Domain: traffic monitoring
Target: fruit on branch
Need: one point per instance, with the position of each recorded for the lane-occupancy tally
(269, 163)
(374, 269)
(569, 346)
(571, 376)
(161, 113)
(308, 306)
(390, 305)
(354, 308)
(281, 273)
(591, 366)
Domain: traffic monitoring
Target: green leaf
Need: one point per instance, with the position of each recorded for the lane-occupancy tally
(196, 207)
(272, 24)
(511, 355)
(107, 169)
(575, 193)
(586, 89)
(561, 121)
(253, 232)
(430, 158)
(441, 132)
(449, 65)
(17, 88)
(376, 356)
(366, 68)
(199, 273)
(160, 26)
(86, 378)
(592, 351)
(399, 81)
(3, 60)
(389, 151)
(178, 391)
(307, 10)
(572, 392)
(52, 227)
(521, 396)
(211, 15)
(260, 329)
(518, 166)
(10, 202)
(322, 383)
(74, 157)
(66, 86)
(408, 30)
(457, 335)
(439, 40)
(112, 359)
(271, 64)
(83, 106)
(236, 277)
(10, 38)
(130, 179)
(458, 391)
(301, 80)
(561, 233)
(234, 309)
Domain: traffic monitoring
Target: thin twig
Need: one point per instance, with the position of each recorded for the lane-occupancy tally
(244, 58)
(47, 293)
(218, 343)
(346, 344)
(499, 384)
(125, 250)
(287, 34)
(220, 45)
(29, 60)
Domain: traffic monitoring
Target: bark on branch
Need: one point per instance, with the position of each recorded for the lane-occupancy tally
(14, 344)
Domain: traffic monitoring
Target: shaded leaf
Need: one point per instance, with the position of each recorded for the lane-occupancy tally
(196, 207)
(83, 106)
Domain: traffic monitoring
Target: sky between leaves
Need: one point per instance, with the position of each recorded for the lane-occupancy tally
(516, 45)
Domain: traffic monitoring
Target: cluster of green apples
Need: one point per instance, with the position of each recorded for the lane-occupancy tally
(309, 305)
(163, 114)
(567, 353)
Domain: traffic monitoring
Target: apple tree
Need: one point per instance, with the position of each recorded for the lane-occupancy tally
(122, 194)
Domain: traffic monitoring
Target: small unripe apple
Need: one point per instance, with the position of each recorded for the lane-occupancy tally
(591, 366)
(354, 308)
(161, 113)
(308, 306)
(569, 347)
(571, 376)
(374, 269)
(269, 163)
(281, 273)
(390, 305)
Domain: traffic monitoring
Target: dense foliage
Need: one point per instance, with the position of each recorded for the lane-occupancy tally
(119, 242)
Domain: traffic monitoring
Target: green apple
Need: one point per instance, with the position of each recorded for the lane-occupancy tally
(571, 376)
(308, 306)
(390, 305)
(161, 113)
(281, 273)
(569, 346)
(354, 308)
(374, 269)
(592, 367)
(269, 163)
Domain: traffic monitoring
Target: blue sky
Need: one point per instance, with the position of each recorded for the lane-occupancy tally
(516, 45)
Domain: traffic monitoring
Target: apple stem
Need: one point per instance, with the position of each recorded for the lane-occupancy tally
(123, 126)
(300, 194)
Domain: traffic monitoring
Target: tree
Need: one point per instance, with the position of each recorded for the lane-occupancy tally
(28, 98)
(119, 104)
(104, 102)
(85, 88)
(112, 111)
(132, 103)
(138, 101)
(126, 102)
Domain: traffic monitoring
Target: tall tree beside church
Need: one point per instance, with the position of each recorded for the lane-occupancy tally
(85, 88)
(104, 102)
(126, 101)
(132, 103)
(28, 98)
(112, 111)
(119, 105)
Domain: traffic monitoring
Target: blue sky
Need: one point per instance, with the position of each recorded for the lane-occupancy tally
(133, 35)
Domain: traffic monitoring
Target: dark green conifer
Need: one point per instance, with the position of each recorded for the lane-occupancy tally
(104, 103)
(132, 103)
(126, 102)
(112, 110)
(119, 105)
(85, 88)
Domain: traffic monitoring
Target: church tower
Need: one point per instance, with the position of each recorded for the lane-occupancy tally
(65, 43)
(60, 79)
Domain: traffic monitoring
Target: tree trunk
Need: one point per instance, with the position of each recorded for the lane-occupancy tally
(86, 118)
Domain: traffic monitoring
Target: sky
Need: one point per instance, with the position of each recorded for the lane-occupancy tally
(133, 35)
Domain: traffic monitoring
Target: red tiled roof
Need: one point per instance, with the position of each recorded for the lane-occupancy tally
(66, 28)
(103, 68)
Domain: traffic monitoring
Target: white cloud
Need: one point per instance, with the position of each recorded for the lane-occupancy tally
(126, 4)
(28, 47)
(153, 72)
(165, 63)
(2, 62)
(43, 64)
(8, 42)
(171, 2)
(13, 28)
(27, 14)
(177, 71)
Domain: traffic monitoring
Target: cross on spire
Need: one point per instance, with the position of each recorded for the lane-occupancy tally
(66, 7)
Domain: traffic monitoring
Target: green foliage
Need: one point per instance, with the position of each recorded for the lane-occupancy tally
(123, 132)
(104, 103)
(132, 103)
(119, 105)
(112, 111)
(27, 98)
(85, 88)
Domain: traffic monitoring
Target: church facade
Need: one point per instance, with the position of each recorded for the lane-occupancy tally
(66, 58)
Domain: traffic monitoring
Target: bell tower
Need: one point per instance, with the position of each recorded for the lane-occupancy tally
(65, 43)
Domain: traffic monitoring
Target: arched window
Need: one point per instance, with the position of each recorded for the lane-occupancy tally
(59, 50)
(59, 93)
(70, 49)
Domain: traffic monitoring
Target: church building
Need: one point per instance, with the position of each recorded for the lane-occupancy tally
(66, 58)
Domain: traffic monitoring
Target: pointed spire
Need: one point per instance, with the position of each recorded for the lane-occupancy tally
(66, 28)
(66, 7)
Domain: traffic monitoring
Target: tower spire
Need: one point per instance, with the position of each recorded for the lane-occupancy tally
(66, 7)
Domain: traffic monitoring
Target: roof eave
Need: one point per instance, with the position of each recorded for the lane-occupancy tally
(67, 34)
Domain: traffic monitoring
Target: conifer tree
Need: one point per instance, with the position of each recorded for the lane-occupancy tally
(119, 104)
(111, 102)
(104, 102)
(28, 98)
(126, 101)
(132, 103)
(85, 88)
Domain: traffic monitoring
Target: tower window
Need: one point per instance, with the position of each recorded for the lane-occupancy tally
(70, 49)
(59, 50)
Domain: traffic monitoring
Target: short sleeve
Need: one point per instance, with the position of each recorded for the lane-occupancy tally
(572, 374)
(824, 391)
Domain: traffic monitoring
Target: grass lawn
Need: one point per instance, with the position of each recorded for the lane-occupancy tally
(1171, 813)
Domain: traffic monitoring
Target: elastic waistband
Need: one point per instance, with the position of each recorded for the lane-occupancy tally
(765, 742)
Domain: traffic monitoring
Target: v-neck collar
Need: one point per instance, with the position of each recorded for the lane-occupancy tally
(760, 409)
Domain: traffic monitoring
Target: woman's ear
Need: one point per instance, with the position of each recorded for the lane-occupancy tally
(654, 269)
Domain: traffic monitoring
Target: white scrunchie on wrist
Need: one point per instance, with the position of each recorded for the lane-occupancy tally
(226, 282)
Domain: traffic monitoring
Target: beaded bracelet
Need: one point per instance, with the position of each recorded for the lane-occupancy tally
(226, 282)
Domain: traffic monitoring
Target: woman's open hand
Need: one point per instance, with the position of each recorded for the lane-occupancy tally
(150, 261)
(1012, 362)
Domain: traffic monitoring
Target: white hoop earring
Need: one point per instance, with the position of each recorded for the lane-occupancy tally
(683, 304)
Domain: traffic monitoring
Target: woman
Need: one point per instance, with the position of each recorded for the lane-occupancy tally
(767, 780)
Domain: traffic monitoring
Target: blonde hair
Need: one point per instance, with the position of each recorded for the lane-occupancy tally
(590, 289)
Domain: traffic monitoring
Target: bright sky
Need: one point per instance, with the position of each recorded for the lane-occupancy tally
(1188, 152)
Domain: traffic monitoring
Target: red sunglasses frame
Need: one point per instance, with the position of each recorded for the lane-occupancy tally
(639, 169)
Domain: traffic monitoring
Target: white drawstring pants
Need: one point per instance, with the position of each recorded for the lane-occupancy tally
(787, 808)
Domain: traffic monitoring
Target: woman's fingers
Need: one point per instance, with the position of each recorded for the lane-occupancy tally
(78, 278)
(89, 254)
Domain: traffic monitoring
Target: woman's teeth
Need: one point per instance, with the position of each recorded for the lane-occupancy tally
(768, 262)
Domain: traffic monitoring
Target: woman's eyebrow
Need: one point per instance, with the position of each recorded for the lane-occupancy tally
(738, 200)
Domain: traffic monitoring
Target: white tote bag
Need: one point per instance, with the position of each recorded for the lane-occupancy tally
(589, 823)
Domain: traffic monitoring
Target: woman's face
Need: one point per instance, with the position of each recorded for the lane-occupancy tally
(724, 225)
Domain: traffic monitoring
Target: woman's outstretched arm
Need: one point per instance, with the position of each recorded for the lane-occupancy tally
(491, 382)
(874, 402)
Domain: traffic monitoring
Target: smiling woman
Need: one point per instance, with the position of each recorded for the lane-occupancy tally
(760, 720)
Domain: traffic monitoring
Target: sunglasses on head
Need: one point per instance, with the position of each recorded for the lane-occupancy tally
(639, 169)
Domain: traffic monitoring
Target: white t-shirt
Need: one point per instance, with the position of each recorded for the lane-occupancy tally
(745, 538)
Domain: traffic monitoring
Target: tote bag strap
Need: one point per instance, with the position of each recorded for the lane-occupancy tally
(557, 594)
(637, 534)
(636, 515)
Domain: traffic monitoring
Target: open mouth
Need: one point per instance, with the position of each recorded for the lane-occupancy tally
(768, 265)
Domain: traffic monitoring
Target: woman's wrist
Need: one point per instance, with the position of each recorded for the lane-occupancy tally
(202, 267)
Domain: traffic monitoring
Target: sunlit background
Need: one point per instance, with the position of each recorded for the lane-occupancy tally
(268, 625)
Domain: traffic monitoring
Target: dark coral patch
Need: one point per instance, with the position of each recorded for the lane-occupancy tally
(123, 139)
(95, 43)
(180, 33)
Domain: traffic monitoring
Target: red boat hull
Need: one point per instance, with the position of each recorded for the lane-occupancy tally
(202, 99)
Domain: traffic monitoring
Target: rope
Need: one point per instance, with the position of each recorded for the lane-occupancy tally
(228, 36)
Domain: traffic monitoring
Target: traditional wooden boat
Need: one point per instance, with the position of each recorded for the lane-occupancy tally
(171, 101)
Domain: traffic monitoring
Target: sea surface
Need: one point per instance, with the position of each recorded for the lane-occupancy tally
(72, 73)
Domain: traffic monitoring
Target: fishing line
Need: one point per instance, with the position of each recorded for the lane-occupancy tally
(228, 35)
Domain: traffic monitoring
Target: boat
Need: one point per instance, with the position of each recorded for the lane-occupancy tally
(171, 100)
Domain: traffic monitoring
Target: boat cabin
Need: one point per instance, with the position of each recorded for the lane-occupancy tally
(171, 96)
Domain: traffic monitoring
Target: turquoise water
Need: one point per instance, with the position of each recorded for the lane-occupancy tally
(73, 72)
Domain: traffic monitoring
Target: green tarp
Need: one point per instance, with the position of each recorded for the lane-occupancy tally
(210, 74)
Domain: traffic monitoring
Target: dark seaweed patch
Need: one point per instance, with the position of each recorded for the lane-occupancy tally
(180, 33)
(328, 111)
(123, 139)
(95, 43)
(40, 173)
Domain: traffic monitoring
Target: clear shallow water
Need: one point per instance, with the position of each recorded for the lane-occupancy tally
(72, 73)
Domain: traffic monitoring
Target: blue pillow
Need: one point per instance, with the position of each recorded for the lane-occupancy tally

The problem: Count the lines in the listing above that contain the string "green", with case counting. Give only the number.

Answer: 6